**Directions:**
Print the records below word for word, but leave out the pictures.

········

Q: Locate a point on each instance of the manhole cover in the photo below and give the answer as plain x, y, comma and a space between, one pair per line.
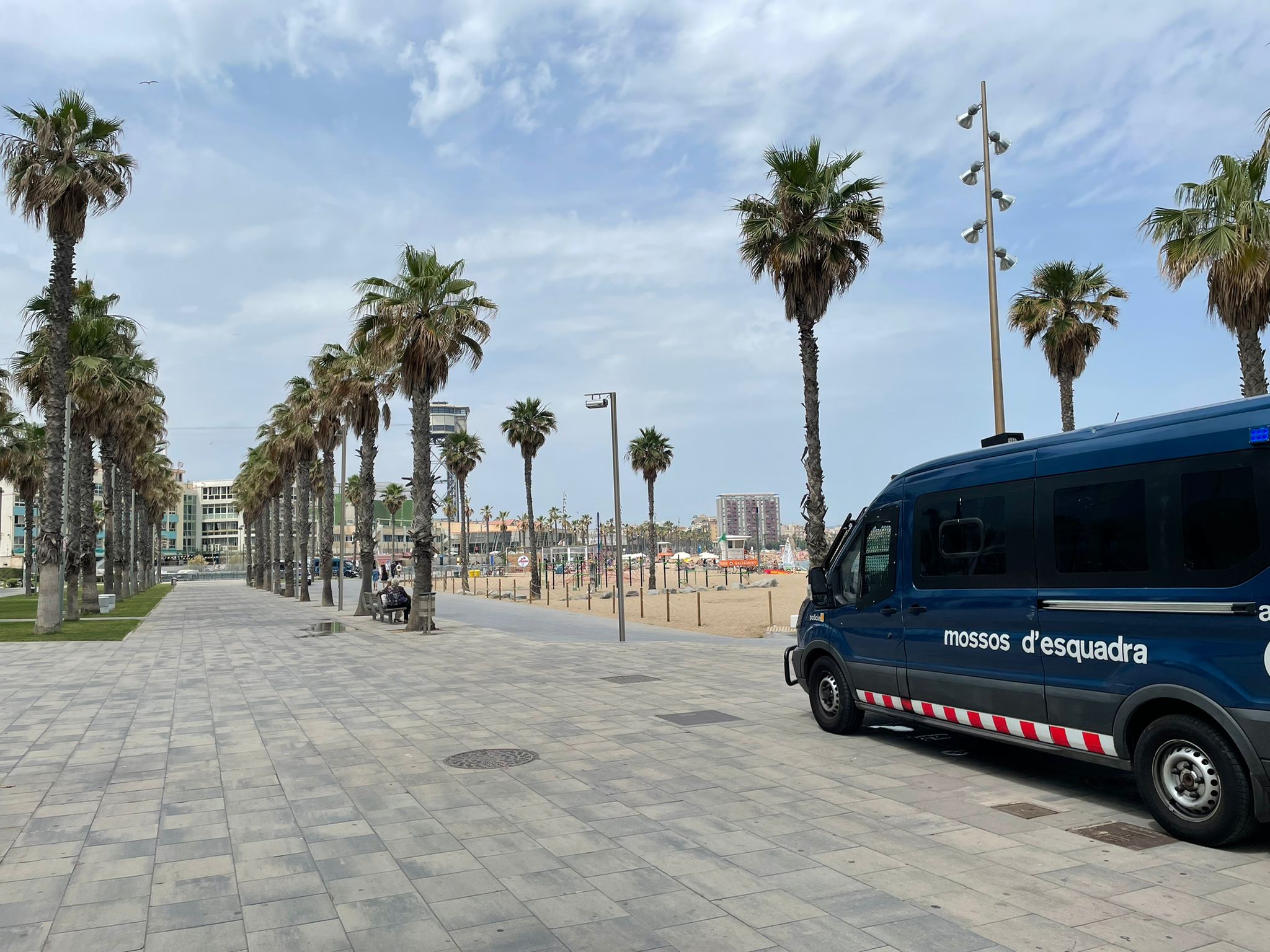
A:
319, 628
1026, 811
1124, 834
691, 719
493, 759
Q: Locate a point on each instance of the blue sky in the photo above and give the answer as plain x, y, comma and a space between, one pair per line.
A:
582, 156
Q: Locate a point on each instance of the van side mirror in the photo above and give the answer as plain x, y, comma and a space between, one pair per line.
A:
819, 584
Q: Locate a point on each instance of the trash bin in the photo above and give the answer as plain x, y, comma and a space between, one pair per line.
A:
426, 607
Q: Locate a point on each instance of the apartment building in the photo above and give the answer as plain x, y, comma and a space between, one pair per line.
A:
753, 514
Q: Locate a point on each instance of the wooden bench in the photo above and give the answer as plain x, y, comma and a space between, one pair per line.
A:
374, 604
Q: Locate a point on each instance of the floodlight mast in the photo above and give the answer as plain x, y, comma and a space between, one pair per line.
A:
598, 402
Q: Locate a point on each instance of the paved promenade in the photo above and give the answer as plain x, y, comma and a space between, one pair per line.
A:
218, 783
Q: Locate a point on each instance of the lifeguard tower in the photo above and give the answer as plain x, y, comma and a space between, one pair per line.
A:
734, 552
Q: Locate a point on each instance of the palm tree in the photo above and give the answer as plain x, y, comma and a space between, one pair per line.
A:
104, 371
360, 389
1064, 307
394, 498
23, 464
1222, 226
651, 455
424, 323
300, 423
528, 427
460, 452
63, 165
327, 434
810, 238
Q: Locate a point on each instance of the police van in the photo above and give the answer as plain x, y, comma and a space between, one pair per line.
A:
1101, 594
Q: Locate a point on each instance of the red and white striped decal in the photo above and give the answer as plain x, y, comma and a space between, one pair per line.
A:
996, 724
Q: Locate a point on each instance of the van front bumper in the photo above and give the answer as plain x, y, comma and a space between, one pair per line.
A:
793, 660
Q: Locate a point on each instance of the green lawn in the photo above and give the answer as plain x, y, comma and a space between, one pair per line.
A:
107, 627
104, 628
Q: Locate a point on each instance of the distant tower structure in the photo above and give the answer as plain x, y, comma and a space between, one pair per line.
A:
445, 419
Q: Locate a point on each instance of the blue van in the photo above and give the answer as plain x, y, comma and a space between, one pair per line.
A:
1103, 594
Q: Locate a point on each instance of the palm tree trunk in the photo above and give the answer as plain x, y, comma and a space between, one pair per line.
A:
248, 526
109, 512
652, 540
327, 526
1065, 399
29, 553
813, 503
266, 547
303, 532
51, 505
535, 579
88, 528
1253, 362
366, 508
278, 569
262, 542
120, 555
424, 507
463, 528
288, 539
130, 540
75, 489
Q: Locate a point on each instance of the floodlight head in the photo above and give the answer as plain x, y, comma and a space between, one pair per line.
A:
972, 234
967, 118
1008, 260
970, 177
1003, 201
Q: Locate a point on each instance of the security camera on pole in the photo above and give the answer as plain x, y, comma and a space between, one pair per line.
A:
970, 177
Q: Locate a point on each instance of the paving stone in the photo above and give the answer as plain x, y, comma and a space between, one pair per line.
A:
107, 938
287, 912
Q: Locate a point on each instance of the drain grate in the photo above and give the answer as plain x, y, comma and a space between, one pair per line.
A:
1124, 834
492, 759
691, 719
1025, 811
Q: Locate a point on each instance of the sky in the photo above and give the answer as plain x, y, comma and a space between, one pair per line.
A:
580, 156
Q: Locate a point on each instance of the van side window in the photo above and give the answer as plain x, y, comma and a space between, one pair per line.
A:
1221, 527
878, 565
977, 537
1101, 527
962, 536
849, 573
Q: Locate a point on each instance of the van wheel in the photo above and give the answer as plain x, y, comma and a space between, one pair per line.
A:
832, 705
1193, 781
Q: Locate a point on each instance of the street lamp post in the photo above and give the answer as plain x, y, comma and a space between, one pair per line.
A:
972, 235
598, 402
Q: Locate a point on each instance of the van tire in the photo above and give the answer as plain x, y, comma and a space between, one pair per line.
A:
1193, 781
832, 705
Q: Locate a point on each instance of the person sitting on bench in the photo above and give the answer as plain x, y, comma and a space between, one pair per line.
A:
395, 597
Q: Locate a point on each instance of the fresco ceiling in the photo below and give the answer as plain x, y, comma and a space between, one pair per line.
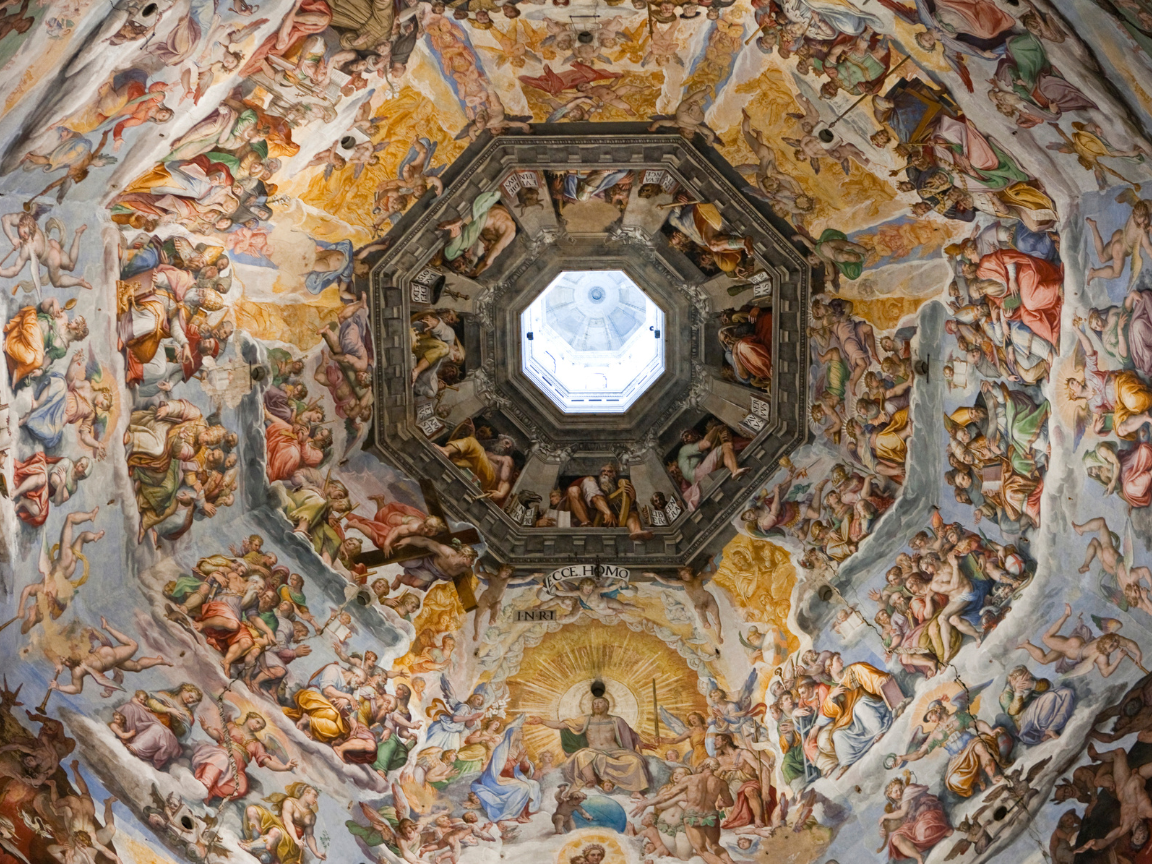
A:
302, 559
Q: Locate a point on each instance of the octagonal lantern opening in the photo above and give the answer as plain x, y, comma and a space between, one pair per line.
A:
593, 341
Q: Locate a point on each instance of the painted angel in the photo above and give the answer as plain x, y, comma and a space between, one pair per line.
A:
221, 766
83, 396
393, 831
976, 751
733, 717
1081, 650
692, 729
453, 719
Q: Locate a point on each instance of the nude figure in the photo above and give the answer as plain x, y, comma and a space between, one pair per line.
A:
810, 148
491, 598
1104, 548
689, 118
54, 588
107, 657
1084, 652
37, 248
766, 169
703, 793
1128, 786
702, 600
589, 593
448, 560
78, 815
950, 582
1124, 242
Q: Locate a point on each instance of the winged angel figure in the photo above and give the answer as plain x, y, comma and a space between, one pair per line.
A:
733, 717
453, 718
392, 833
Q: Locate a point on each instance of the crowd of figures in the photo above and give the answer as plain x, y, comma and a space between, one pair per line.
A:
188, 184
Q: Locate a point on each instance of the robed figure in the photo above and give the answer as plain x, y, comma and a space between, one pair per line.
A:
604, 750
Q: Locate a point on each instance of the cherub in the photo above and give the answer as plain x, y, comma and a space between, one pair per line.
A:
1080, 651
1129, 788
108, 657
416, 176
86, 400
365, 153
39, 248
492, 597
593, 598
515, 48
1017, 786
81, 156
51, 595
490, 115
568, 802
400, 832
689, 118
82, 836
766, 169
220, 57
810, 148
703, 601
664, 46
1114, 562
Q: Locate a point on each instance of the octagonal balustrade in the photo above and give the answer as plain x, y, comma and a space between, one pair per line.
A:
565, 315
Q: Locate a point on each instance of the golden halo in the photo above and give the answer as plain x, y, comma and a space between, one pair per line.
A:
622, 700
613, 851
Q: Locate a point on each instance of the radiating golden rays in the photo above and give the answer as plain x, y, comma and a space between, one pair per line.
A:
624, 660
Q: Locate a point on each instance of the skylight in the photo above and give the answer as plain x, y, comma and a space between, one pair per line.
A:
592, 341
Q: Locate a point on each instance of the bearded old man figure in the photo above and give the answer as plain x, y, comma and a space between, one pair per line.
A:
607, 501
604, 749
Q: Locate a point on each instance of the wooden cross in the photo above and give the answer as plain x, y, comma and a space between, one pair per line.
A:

········

**Answer for this exercise:**
Q: Locate a point on each instance of the manhole cover in the photo below and give the answer as plain x, y, comma and a space between, one pair per line.
A:
319, 628
1026, 811
1124, 834
691, 719
493, 759
Q: Locate a point on each instance of the blue sky in the photo above and give the answer as plain x, y, comma and a space between, one pair per line.
A:
582, 156
Q: Locate a point on each instance of the van side mirror in the photo above and give the answer as plain x, y, comma and a space between, one pair per line.
A:
819, 584
Q: Locate a point on each instance of the trash bin in the photo above and give the answer as plain x, y, comma and a space between, one pair per line.
A:
426, 607
Q: Locate a point on each instance of the apartment building in the photo above and give the answer as plain x, y, comma and a space between, one pair per line.
A:
753, 514
Q: Locate a point on each instance of the wooden bench in the photo above and give the answer as plain x, y, comma and a space between, one pair per line.
A:
374, 604
Q: Locate a point on each instance of the floodlight mast in the photo above and give the answer as plain x, y, comma and a space between, one pair per line.
A:
598, 402
Q: Locate a point on each instance of the paved promenade in the photo above and give the answer as plain x, y, comma and a space between, one pair per line.
A:
218, 783
Q: Locate a point on each instance of the lifeguard tower in the photo above and give the answer as plain x, y, comma and a space between, one pair per line.
A:
734, 552
Q: Locate a point on each instance of the palm tree in the photo above and give the answer as plain x, y, comma and a space between, one pair per line.
A:
104, 371
360, 389
1064, 307
394, 498
23, 464
1222, 226
651, 455
424, 323
300, 423
528, 427
460, 452
63, 165
327, 434
810, 238
Q: Locate a point on each instance of the police van in the photo above and give the answer as plain x, y, comma and a space between, one pair per line.
A:
1101, 594
Q: Locate a point on each instance of the red and white striped decal in the photo above and give the answer as plain x, y, comma and a space between, one pair per line.
A:
996, 724
Q: Locate a point on each instance of the van front bumper in the photo above and give the answer as plain x, y, comma and a space between, one pair per line.
A:
793, 660
Q: Locate a point on each instance of the green lawn in the photo above and give the answer as plain x, y, comma and a space between, one pair per line.
A:
107, 627
104, 628
Q: Locate a point on each instance of the distant tower structure in the photo above and give the answer as plain x, y, comma and a space between, one pair per line.
A:
445, 419
Q: Locate a point on each instance of the blue van in the photo above and give the answer as plain x, y, comma and a space between, one pair per line.
A:
1103, 594
Q: Locate a point on each instance of the palm tree trunk in the photo above and give the answer as plain x, y, comma and a space between, one pair per line.
A:
248, 526
109, 512
652, 540
327, 526
1065, 399
29, 553
813, 503
266, 547
303, 532
51, 505
535, 579
88, 528
1253, 362
366, 508
278, 569
262, 542
120, 555
424, 507
463, 528
288, 539
130, 540
75, 489
Q: Locate a point on each instance of the floodlight head in the photo above and give the answer as plain x, y, comma and a space between, one pair per line.
A:
972, 234
967, 118
1008, 260
970, 177
1003, 201
Q: Locate a point on each instance of the security camera on pole in the photo above and give the answer as plain x, y, comma and a space between, one pair per line.
A:
970, 177
Q: Locate a point on each instance of the paving stone in the photo above and give the answer as plain x, y, comma and a space between, one pair per line.
A:
107, 938
287, 912
Q: Locate a point on each instance of the drain grate in the photo above and give the answer as plain x, y, comma and a space between, one pair per line.
A:
1124, 834
492, 759
691, 719
1025, 811
Q: Locate a point on each instance of the sky in the photo above and give the answer as plain x, y, comma and a space between, one pair per line.
A:
580, 156
Q: Locate a point on each instance of the van side window in the photo above and give the answer as plain x, y, comma and a space between, one pair per line.
A:
1221, 527
878, 565
977, 537
1101, 527
962, 536
849, 573
Q: Locate a point on each instance of the van wheel in the photo above and give the answer as plain x, y, comma and a space between, one pair per line.
A:
832, 705
1193, 781
Q: Locate a point on each instance of the street lamp post in the photo above and give the answer as plain x, y, comma and a space between, one pair per line.
A:
972, 235
598, 402
Q: Locate a point on each instance of the van tire in the photo above and give the answer as plain x, y, comma and a space between, one pair per line.
A:
1193, 781
832, 705
Q: Locate a point on each instance of the person sitting on bench in the photo above and give the answer as plain x, y, comma and a space between, one pair per line.
A:
395, 597
Q: Locate a point on each instance of the fresco ceiling in the photo below and give the answer as plain x, y, comma and a space between, one pair per line.
A:
302, 559
Q: Locate a point on each instance of the octagonal lantern opening in the photo above and give the answer as plain x, y, comma and a space between, one pair per line.
A:
593, 341
Q: Locate a point on each instance of the painted angel in the photo above and give the answer as plain x, y, comma and a space between, one pair per line.
A:
221, 766
83, 396
393, 831
976, 751
733, 717
1081, 650
692, 729
453, 719
Q: Locate a point on each instance of the nude figure in the photo above and give the answer as plain x, y, comma and a space between, one pair per line.
A:
810, 148
491, 598
1104, 548
689, 118
54, 588
107, 657
1084, 652
37, 248
766, 169
703, 793
1128, 786
702, 600
589, 593
448, 560
78, 815
950, 582
1124, 242
Q: Locate a point on each instance of the winged angel figure in the photo above and give the answer as plain x, y, comma and a space between, one pair per line.
A:
733, 717
453, 718
392, 833
Q: Locate a point on each instance of the crowd of figures in the photo above and give the answer as plain x, y, comma and a space between, one pair per line.
A:
188, 184
Q: Locate a point on each instance of the robed figure in the photo above and give the answer as plain x, y, comma and a space between, one pair per line.
A:
604, 750
Q: Locate a point on each instance of the cherub in the photo above and give the answer as plain x, y, comma and a space between, one pair per line.
A:
1080, 651
1129, 788
108, 657
416, 176
86, 400
365, 153
39, 248
492, 597
593, 598
515, 48
1017, 786
81, 156
51, 595
490, 115
568, 802
400, 832
689, 118
82, 836
766, 169
220, 57
810, 148
703, 601
664, 46
1114, 562
Q: Locate a point on each instance of the octagonal balustrade in the photo above and give the answer as plain x, y, comma and a space between, one pair per line.
A:
565, 315
Q: Locate a point on each instance of the golden halo in the photo above and give the answer as plain x, y, comma and a space between, one pair per line.
A:
622, 700
613, 851
Q: Locate a point on each instance of the radiating golden rays in the photo above and give the answer as plain x, y, comma and a space between, one pair per line.
A:
624, 660
Q: Locate a point on each instance of the skylight in the photo above and give the answer as plain x, y, comma and a space between, one pair per line.
A:
592, 341
Q: Locate a point on each instance of the bearded old man figure in the photo above and give the answer as plain x, y, comma and a space between, one pair per line.
A:
607, 501
604, 749
Q: Locate a point on each instance of the wooden cross in the photo above and give the answer as plain x, y, comma and a space between, one pair per line.
A:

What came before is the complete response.